■ PASSAGE TO READ ■
╭──
When we were preparing to depart Fiji I was voluntold that I’d be helping post our daily blog articles. “Okay.” I said. Jilly tells me we can do a he said, she said type of thing. And so because of the whole emotional thing post from yesterday, which I think is really sweet, honest and sincere, I offer the he said version of the wet locker incident.

It was the second of November the wind direction and sea state was awesome. The sea state was about half a meter with long rollers. What more could a sailor ask for? I can thing of a few things but let’s keep it real. After a great three hour off watch sleep, I get up and settle back into the cockpit. The afternoon Pacific Seafarers Net will start in about half an hour. I gather the information needed to make our report and head down below to answer roll call and provide our information.

It’s been a great day of sailing with no visible issues. Maybe this will be the day. Perhaps a day free of opportunities to work on Dazzler. One could only hope.

After the Net is over I head to the helm to take down sails and prepare Dazzler for the evening diner ritual of hoving to. As I’m in the process of hoving to, I hear Jilly shout out from down below that two hanging lockers are flooded. Let’s address the word flooded first. When I hear the word flooded I think of towns being washed away off the face of the earth or “Run! The levee is going to break”. Or in our case, “Prepare to deploy the life raft because we’re taking on water”. So, I rush down the companionway to assess the situation. The wood lined walls have some areas that are wet from a leak from outside the boat. Preliminary assessment indicates perhaps a starboard side shroud chain plate.

Yes some of my clothes got wet, but not all of them. Most importantly I was worried about my ukulele that I keep in my locker. It was okay … only a little water on the outside of the case. The rest of the stuff can be washed when we get to NZ. The coat, foul weather and accessory locker was mostly empty of the usually stocked 12 rolls of paper towels and 4000 rolls of toilet paper. I’m joking it’s only 1500. LOL The only visible casualty is our last roll of paper towels which was more damp than sopping wet.

No, the flood was not something that Noah had to build an ark for. Nor was it the walls of water that smashed down on the Egyptians killing them while they pursued the Jews. No! It was a leak. It’s hard to say how much water actually leaked but looking at the wet spots on my clothing it appeared to have not been leaking long.

While I’m evaluating the potential water ingress and possible solutions for repair, I notice Jilly in the galley area verbalizing the end of the world as we know it. We both joke about being the ones in the front seat of the roller coaster to hell when we die. Somehow it hasn’t sunk in to her yet that today is not that day.
╰──
■ OBJECTIVE ■
Answer from the wet locker account:
1. What was the sea state on the second of November?
2. Which item kept in the locker was the narrator most worried about?
3. What did the preliminary assessment point to as the possible source of the leak?

■ SUPPLIED INFORMATION ■
╭──
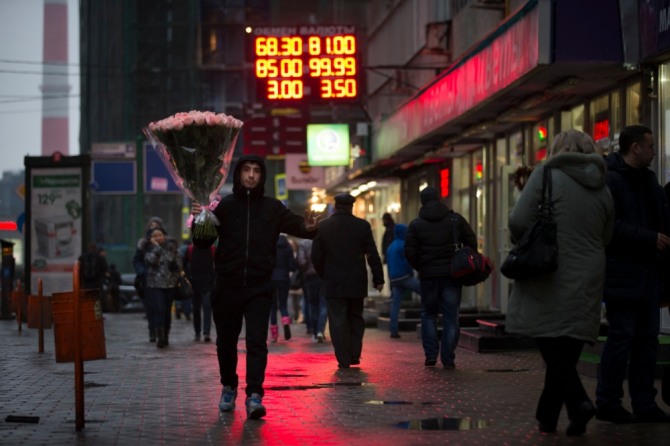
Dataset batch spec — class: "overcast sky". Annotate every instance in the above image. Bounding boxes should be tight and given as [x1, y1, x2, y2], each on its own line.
[0, 0, 79, 172]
╰──
■ RESULT OF THE TASK ■
1. About half a meter, with long rollers.
2. The ukulele.
3. Perhaps a starboard side shroud chain plate.